- **BRIEF**:
Copy the entries below word for word, starting at the very first line and going through the line with "point(56, 373)", including that line.

* start EXTRACTED INFORMATION *

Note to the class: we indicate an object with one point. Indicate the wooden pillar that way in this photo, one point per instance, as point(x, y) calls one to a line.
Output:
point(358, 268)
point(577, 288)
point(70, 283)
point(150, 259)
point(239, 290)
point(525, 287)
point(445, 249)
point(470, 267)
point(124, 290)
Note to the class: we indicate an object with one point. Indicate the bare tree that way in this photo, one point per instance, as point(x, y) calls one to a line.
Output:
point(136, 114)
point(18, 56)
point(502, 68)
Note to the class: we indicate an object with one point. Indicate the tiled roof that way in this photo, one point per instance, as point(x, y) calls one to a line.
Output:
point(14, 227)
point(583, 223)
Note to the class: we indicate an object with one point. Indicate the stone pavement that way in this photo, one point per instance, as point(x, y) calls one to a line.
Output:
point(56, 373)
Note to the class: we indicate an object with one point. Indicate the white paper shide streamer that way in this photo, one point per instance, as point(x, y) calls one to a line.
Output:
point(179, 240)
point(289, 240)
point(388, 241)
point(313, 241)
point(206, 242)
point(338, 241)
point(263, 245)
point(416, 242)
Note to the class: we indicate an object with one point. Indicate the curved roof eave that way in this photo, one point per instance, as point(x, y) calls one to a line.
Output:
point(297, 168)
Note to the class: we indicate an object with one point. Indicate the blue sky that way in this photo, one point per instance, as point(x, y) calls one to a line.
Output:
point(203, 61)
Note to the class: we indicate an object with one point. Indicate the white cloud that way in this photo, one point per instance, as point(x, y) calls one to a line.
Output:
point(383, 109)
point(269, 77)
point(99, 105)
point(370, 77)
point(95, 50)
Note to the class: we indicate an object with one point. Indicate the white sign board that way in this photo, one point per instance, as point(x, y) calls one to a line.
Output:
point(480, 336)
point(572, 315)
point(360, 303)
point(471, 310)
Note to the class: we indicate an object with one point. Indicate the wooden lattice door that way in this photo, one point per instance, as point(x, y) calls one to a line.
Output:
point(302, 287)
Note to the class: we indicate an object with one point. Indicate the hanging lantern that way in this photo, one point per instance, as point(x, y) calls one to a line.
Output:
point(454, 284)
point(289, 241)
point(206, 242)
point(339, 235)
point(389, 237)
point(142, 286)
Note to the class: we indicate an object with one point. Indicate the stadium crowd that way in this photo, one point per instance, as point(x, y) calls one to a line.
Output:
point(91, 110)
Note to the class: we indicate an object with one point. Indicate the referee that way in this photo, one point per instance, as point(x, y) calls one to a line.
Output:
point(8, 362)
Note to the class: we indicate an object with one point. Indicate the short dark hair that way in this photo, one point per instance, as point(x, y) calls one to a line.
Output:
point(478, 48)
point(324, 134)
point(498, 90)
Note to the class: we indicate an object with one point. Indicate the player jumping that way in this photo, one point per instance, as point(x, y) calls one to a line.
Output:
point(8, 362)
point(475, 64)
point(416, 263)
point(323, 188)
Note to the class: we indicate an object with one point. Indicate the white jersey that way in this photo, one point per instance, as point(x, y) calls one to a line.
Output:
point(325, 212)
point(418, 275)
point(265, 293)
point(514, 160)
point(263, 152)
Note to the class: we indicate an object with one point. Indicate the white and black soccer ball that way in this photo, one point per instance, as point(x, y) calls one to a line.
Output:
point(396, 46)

* end EXTRACTED INFORMATION *

- **THE REPLY**:
Note to the class: we indicate an object with one point. Indicate the wooden pillar that way in this photo, one point per instance, as point(x, y) calls one to a line.
Output:
point(358, 268)
point(577, 288)
point(70, 283)
point(150, 259)
point(239, 290)
point(525, 287)
point(445, 249)
point(470, 267)
point(124, 290)
Note to the class: we indicate an object with one point. Indicate the bare tree that way in this photo, one point per instance, as point(x, y) calls one to a line.
Output:
point(136, 114)
point(18, 56)
point(502, 68)
Note to the class: we indicate an object with one point. Indicate the tiled roof that way in this photo, one point per instance, as point(x, y) calls one to a line.
Output:
point(14, 227)
point(583, 223)
Note to the class: we indicate an object with one point. Indicate the stone pavement that way in this photo, one point per instance, as point(x, y) calls one to a line.
Output:
point(56, 373)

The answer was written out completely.